§ Challenge:
Return the full listing exactly as it is written.

Data provided start

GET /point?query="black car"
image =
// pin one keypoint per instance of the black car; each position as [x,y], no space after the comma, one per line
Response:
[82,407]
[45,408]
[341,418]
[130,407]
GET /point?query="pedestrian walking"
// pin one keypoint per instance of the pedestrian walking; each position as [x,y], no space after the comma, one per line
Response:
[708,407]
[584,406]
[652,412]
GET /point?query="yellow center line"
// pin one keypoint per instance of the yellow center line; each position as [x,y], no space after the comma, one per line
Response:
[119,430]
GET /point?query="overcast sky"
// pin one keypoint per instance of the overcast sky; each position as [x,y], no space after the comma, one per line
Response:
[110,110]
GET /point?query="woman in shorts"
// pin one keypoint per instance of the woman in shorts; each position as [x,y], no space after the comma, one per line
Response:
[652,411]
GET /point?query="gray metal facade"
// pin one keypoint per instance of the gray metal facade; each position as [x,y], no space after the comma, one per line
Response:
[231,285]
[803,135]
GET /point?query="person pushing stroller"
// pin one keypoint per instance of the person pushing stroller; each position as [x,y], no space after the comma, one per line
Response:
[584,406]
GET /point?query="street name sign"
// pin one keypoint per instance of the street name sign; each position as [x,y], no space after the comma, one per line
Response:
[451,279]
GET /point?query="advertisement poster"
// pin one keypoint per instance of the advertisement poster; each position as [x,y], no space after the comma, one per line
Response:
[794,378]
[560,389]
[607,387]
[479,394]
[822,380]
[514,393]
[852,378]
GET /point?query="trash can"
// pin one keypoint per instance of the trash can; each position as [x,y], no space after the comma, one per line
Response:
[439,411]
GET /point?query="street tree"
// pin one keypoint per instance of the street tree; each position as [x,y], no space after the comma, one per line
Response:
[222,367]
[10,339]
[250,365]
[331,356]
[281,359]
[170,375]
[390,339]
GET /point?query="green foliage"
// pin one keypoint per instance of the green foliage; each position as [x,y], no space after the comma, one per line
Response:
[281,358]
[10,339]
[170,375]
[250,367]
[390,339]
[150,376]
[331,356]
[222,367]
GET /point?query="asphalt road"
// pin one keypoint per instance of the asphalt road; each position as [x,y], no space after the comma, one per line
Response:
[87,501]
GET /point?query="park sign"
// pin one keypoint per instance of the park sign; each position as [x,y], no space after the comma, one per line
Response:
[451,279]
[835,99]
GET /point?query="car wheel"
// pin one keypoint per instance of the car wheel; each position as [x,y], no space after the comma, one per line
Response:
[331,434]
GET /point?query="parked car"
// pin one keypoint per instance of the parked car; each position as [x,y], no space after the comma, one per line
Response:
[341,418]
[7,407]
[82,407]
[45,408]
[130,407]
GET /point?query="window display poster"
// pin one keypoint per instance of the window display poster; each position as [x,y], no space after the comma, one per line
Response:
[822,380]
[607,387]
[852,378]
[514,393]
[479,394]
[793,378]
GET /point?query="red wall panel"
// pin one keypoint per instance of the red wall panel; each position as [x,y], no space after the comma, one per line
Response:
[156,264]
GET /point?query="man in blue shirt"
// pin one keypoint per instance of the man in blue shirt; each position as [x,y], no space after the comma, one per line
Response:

Data provided end

§ Exercise response:
GET /point?query="black car"
image =
// pin one keypoint per instance of the black car; each position as [x,y], no space after the comma, one per line
Response:
[82,407]
[45,408]
[341,418]
[130,407]
GET /point?query="pedestrian walking"
// pin one keypoint per instance of the pedestrian walking; each position as [x,y], no space after the comma, one per line
Response:
[708,407]
[584,406]
[652,412]
GET /point?query="yellow center line"
// pin one keypoint per instance of the yellow center line; each position as [x,y], no space after the comma, one per line
Response:
[119,430]
GET /point?query="overcast sky"
// pin one keypoint per instance of the overcast sky; each position as [x,y], no space after the comma, one per line
Response:
[110,110]
GET /point?query="woman in shorts"
// pin one keypoint per instance of the woman in shorts; each position as [x,y], no space after the comma, one per line
Response:
[652,411]
GET /point?query="gray metal facade"
// pin one keypoint per instance of the gray metal facade; each position as [x,y], no space after the comma, one per line
Response:
[231,285]
[803,135]
GET /point?query="person pushing stroller"
// pin one keypoint per instance of the person pushing stroller; each position as [x,y], no space after the comma, one per line
Response:
[584,406]
GET /point?query="street name sign"
// pin one keypoint per instance of the street name sign; each position as [x,y], no space after the comma, one per line
Response:
[451,279]
GET /point?query="advertisement poster"
// pin one keypoint per instance of the advertisement poster; each position as [x,y], no space after the comma, one per line
Response:
[794,378]
[560,389]
[607,387]
[479,394]
[822,380]
[514,393]
[852,378]
GET /point?query="trash can"
// pin one keypoint per instance of the trash can; each position as [x,y], no space after the comma, one per line
Response:
[439,411]
GET /point?query="street tree"
// pin one keypoint per instance of the street tree; each position as [x,y], no space after the comma, one per line
Response:
[222,367]
[10,339]
[250,365]
[331,356]
[281,359]
[170,375]
[390,339]
GET /point?query="green foliage"
// pin one keypoint per instance of the green foliage; each position as [x,y], no space after the comma, one per line
Response:
[281,358]
[10,339]
[170,375]
[250,367]
[390,339]
[150,376]
[331,356]
[222,367]
GET /point?query="asphalt road"
// pin one keypoint per instance of the asphalt road; each position as [x,y], no space after the comma, one per line
Response:
[87,501]
GET /point?query="park sign"
// pin one keypoint per instance of the park sign; each position as [x,y], no space after the comma, one per line
Response:
[451,279]
[835,99]
GET /point?query="car wheel"
// pin one keypoint per instance of the car wheel; each position as [x,y], no space after the comma, one per line
Response:
[331,434]
GET /point?query="parked car"
// pin one keypoint per instance of the parked car; each position as [x,y], no space after the comma, one per line
Response:
[341,418]
[7,407]
[82,407]
[45,408]
[130,407]
GET /point?query="window display poster"
// pin one keypoint per instance of the window display poster; each position as [x,y], no space after the comma, one per line
Response:
[822,380]
[607,387]
[852,378]
[514,393]
[479,394]
[793,378]
GET /point?query="red wall panel"
// pin one keypoint per instance of the red wall panel; each position as [x,y], no space after the comma, one per line
Response:
[156,264]
GET /point?query="man in blue shirt"
// pin one keypoint per instance of the man in blue shirt; each position as [x,y], no space after the comma, one per line
Response:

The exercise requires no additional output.